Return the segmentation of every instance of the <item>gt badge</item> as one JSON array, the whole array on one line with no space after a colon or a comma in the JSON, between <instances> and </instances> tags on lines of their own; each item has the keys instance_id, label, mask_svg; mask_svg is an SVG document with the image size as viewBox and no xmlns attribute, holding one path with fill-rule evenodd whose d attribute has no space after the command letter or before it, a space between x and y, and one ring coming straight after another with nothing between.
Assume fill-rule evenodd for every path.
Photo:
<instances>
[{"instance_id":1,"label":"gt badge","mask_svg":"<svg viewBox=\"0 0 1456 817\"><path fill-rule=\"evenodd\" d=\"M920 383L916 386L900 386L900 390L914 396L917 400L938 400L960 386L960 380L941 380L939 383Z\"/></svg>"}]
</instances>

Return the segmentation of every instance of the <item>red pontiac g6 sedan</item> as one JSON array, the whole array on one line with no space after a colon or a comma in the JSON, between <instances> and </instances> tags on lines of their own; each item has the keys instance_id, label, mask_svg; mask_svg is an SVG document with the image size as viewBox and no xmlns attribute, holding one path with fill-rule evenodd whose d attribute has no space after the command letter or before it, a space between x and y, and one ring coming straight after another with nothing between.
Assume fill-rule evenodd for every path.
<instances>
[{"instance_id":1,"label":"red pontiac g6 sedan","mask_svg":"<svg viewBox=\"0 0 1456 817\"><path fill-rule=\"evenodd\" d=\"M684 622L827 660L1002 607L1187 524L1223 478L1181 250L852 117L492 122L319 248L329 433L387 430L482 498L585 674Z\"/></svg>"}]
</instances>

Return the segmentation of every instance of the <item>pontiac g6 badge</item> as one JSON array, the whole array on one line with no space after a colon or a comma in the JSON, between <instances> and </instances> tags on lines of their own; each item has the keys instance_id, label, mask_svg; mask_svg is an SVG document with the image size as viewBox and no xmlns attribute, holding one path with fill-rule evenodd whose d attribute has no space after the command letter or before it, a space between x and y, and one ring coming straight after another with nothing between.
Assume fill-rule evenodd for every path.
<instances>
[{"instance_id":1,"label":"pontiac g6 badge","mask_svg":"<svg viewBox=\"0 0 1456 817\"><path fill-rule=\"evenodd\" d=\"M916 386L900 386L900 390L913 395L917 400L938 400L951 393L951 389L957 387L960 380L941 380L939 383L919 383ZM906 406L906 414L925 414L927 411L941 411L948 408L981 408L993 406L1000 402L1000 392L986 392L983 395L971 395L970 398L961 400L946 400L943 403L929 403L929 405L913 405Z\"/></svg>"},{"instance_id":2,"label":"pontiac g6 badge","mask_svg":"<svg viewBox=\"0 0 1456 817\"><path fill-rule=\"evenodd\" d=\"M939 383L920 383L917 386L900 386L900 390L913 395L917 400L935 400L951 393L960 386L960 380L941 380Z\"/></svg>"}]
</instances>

──────────────────────────────

## [GIVEN INSTRUCTION]
Please copy out each record, character for character.

## [THE RESPONSE]
Return the segmentation of every instance of the <item>gt badge</item> as one JSON array, the whole array on one line with no space after a colon or a comma in the JSON, between <instances> and </instances> tags on lines of their own; each item has the keys instance_id, label, mask_svg; mask_svg is an SVG document with the image size as viewBox and no xmlns attribute, holding one path with fill-rule evenodd whose d attribute has no space after the command letter or before it, a space between x and y, and one ring coming straight after another with nothing between.
Assume fill-rule evenodd for every path.
Photo:
<instances>
[{"instance_id":1,"label":"gt badge","mask_svg":"<svg viewBox=\"0 0 1456 817\"><path fill-rule=\"evenodd\" d=\"M920 383L916 386L900 386L900 390L914 396L917 400L938 400L960 386L960 380L941 380L939 383Z\"/></svg>"}]
</instances>

Return the segmentation of every instance of the <item>red pontiac g6 sedan</item> as one JSON array, the whole array on one line with no space after a colon or a comma in the JSON, between <instances> and </instances> tags on lines of their own; each item has the keys instance_id, label, mask_svg; mask_svg is an SVG document with the image size as viewBox and no xmlns attribute, holding one path with fill-rule evenodd whose d attribute has no space after the command letter or before it, a space between x and y, and one ring coming straight after another with nothing between.
Assume fill-rule evenodd for every path.
<instances>
[{"instance_id":1,"label":"red pontiac g6 sedan","mask_svg":"<svg viewBox=\"0 0 1456 817\"><path fill-rule=\"evenodd\" d=\"M684 622L827 660L1002 607L1187 524L1223 478L1181 250L852 117L492 122L319 248L329 433L387 430L482 498L585 674Z\"/></svg>"}]
</instances>

Return the segmentation of every instance of the <item>pontiac g6 badge</item> as one JSON array, the whole array on one line with no space after a colon or a comma in the JSON, between <instances> and </instances> tags on lines of their own; each item has the keys instance_id, label, mask_svg; mask_svg is an SVG document with the image size as viewBox and no xmlns attribute, holding one path with fill-rule evenodd whose d attribute has no space after the command letter or before it, a space between x and y, and one ring coming straight after another with nothing between.
Assume fill-rule evenodd for every path.
<instances>
[{"instance_id":1,"label":"pontiac g6 badge","mask_svg":"<svg viewBox=\"0 0 1456 817\"><path fill-rule=\"evenodd\" d=\"M916 386L900 386L900 390L913 395L917 400L938 400L951 393L951 389L957 387L960 380L941 380L939 383L919 383ZM906 406L906 414L925 414L927 411L941 411L948 408L981 408L993 406L1000 402L1000 392L986 392L983 395L971 395L970 398L961 400L946 400L943 403L929 403L929 405L913 405Z\"/></svg>"},{"instance_id":2,"label":"pontiac g6 badge","mask_svg":"<svg viewBox=\"0 0 1456 817\"><path fill-rule=\"evenodd\" d=\"M939 383L920 383L917 386L900 386L900 390L913 395L917 400L935 400L951 393L960 386L960 380L941 380Z\"/></svg>"}]
</instances>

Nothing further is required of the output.